[begin Listed entries]
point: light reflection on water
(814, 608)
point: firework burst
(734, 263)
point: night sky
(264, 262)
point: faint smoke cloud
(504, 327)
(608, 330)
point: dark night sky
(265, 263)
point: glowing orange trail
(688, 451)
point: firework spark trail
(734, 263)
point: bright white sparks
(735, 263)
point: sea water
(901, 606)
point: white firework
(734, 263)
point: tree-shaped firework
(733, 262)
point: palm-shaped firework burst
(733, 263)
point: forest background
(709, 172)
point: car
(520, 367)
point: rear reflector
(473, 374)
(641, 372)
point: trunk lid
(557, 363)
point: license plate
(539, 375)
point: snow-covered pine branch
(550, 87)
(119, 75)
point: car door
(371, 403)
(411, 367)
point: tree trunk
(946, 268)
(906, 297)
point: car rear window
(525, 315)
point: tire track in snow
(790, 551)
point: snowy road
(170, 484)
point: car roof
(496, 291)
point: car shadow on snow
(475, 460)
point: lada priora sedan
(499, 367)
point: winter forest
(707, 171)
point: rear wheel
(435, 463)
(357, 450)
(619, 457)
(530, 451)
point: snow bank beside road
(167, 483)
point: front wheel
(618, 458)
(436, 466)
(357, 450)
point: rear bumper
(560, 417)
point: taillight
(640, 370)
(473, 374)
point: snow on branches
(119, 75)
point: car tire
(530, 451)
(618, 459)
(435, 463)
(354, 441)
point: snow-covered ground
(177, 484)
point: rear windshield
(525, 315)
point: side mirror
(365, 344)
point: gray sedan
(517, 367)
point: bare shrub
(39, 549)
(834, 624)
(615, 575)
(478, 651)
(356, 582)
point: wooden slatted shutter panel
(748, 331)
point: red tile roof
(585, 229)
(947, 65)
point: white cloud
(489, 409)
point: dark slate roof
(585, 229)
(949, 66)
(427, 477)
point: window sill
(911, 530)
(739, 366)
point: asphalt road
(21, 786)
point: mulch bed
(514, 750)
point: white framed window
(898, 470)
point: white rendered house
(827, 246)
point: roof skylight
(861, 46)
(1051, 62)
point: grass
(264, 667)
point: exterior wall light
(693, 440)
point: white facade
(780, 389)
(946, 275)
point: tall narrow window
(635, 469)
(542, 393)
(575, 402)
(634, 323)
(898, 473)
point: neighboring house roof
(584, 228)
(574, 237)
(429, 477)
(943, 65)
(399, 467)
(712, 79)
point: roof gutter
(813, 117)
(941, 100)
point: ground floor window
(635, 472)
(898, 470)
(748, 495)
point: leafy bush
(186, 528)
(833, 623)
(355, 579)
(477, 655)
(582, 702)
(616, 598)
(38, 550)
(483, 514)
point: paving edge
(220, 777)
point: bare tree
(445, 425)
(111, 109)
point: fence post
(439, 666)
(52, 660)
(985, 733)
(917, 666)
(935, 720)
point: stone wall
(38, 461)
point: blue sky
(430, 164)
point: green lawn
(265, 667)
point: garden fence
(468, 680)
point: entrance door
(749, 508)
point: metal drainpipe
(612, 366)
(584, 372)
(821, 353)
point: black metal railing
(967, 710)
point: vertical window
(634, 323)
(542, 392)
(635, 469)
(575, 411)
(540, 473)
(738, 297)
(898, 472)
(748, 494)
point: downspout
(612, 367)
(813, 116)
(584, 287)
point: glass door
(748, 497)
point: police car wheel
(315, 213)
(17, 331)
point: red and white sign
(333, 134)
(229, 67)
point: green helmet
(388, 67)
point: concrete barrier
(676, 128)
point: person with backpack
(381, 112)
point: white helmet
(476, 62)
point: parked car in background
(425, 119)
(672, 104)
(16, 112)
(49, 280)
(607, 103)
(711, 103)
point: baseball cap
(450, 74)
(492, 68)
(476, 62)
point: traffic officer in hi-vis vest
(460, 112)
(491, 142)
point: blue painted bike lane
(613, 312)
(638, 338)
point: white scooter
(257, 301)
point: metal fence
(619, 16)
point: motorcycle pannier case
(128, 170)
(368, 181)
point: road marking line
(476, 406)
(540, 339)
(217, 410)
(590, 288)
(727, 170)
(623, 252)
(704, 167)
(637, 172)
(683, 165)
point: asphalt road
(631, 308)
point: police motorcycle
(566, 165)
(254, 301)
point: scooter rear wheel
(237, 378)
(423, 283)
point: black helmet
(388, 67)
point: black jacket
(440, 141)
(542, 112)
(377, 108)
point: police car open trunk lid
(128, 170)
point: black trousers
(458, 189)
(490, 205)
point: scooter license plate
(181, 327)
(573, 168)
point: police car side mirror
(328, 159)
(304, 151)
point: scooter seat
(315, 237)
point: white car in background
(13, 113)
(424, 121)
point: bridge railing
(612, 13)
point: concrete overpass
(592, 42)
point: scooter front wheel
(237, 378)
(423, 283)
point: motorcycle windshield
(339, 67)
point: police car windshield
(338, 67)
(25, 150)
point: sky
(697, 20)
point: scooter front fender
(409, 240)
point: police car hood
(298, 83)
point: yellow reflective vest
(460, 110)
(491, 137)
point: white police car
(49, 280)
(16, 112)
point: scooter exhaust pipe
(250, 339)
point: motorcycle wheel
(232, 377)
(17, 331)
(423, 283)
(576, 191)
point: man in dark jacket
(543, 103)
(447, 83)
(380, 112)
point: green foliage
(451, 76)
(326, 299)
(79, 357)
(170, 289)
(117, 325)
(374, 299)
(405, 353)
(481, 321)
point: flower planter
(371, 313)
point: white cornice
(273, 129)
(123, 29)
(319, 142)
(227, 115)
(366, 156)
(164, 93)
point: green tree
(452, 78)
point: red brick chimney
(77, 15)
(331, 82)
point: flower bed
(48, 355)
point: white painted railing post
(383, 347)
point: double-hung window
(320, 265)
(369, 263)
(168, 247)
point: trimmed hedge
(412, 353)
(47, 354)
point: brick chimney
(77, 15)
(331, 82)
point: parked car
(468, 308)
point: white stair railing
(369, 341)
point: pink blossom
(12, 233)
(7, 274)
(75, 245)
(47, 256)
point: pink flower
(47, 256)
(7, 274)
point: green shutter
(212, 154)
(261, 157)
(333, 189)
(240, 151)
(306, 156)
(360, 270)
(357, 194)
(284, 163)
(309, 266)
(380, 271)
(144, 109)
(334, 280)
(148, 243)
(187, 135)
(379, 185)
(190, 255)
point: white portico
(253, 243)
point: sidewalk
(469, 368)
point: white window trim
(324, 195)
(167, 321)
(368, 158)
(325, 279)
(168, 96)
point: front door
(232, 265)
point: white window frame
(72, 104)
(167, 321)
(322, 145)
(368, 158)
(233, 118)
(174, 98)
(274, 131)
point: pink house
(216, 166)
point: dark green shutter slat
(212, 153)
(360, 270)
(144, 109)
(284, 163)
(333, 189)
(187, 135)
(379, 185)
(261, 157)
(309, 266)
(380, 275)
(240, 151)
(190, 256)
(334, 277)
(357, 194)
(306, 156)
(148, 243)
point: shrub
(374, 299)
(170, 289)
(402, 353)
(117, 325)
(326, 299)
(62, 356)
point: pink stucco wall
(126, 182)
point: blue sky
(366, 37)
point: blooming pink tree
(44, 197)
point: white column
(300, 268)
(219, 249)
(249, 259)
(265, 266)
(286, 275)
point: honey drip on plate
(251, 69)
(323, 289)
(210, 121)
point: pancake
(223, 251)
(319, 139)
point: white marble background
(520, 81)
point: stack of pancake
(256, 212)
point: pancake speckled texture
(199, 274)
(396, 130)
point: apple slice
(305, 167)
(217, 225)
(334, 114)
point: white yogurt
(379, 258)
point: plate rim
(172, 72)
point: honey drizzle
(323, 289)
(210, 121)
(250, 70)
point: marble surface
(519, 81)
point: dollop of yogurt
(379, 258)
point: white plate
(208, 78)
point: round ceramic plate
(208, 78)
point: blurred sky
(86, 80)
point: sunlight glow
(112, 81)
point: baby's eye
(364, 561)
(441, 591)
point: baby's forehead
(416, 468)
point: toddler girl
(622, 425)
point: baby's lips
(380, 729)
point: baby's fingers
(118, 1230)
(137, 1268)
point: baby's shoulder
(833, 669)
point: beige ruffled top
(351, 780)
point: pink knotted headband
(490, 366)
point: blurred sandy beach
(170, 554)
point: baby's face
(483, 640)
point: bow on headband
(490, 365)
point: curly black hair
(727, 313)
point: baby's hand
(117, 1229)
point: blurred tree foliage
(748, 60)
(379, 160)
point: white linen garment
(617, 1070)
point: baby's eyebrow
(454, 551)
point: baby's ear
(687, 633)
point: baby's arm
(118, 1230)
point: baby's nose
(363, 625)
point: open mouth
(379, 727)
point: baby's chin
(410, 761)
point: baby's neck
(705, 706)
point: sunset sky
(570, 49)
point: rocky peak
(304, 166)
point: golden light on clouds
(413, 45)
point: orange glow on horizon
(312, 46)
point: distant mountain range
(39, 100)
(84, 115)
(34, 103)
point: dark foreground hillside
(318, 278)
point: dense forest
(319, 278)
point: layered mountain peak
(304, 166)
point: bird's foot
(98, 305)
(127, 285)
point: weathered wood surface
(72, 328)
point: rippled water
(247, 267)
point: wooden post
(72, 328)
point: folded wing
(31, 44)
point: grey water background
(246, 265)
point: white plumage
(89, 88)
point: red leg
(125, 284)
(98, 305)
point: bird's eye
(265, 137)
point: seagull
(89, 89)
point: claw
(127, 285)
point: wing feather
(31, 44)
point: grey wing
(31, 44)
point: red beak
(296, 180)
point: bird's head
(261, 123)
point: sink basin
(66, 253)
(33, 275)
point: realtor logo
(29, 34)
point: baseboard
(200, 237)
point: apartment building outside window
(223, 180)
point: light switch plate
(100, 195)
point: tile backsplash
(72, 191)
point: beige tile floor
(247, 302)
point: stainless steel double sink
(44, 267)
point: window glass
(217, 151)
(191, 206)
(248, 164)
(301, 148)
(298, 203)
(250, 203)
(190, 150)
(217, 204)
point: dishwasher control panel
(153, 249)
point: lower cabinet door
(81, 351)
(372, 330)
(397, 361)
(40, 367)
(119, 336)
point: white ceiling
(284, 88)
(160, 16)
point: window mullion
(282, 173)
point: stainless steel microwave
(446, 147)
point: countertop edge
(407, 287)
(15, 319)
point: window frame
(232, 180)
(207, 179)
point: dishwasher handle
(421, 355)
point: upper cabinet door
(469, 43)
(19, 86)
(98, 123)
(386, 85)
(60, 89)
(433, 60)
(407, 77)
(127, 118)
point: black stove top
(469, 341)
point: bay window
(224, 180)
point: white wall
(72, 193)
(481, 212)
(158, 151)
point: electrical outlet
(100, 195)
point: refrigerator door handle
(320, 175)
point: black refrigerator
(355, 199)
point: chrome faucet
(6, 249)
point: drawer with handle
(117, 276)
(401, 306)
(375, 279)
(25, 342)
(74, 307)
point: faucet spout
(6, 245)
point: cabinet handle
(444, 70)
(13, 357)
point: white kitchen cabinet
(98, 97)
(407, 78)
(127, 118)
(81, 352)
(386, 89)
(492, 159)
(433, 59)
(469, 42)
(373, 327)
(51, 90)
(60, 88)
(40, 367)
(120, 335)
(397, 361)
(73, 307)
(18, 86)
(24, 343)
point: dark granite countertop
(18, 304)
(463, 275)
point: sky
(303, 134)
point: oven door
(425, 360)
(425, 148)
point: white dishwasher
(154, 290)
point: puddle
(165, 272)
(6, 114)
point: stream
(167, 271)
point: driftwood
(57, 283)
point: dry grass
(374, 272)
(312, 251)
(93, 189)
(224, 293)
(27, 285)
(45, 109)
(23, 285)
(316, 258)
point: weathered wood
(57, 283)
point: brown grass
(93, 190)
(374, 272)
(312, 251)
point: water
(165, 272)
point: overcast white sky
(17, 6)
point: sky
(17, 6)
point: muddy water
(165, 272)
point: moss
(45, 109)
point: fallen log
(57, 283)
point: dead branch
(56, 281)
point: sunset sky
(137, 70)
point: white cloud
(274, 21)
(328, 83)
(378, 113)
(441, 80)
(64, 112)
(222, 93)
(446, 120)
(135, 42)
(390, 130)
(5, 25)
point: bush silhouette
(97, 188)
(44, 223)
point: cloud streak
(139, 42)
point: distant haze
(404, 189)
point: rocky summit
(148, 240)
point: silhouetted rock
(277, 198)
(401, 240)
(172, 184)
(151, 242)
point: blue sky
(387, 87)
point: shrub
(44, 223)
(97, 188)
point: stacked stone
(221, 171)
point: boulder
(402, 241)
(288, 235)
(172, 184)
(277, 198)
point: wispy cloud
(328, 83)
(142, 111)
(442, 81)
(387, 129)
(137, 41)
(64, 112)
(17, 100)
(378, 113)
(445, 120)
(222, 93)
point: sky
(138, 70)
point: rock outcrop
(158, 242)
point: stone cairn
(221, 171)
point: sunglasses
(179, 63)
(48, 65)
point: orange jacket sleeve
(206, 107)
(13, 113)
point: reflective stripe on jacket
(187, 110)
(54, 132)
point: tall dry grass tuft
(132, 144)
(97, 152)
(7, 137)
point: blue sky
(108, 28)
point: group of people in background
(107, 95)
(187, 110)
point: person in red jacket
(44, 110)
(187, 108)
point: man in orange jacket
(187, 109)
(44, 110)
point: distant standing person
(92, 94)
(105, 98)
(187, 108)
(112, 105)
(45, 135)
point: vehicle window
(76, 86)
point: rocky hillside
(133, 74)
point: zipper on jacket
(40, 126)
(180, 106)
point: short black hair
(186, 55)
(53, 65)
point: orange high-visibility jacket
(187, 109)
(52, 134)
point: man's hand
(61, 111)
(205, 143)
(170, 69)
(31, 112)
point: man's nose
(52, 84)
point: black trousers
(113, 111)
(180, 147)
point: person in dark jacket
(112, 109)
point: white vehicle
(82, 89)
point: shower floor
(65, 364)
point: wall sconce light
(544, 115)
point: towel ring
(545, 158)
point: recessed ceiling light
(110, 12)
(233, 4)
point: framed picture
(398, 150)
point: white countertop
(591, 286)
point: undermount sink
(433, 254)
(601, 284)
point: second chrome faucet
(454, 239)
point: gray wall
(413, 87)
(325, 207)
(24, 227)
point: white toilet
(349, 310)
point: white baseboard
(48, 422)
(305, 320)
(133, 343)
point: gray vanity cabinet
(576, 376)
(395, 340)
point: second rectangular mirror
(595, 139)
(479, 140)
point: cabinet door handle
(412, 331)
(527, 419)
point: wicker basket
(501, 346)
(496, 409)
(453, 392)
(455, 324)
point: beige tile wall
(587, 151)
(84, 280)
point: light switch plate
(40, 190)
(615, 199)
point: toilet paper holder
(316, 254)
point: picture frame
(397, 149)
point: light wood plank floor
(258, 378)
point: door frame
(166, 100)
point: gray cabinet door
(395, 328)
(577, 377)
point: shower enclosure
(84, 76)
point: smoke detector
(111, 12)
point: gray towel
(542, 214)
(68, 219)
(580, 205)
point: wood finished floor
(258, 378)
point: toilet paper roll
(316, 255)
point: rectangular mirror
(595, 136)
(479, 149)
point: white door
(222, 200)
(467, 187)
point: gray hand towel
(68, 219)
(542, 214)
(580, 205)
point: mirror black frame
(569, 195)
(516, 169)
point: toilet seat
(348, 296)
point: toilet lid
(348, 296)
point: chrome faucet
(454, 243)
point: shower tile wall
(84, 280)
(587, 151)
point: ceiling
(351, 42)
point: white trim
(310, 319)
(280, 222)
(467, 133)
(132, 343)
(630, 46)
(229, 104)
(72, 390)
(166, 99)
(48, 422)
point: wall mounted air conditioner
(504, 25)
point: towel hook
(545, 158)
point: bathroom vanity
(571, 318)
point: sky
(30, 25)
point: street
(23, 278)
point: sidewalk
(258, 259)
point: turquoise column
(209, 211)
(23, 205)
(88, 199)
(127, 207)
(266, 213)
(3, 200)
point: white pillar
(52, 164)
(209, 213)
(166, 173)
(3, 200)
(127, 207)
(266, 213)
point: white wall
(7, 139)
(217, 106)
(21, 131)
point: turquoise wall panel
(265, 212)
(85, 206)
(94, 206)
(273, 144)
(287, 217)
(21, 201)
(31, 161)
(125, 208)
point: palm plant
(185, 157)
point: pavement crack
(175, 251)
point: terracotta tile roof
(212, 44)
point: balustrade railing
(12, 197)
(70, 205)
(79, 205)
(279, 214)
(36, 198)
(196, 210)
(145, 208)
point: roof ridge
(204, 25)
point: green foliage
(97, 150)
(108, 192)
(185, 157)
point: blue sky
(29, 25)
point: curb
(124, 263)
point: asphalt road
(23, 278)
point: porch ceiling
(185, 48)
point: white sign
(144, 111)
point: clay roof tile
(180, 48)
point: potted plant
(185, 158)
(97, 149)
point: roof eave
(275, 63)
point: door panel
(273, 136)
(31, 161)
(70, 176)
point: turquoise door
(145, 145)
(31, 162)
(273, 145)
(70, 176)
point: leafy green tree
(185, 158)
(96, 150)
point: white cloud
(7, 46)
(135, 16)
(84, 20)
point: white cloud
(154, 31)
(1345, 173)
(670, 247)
[end Listed entries]
- Work to do -
Quote exactly the line containing "point: roof ridge" and every later line through the end of the listing, and no other lines.

- Exercise output -
point: roof ridge
(204, 25)
point: green foliage
(97, 150)
(108, 192)
(185, 157)
point: blue sky
(29, 25)
point: curb
(124, 263)
point: asphalt road
(23, 278)
point: porch ceiling
(185, 48)
point: white sign
(144, 111)
point: clay roof tile
(180, 48)
point: potted plant
(185, 158)
(97, 149)
point: roof eave
(275, 63)
point: door panel
(273, 136)
(31, 161)
(70, 176)
point: turquoise door
(145, 145)
(31, 162)
(273, 145)
(70, 176)
point: leafy green tree
(185, 158)
(96, 150)
point: white cloud
(7, 46)
(135, 16)
(84, 20)
point: white cloud
(154, 31)
(1345, 173)
(670, 247)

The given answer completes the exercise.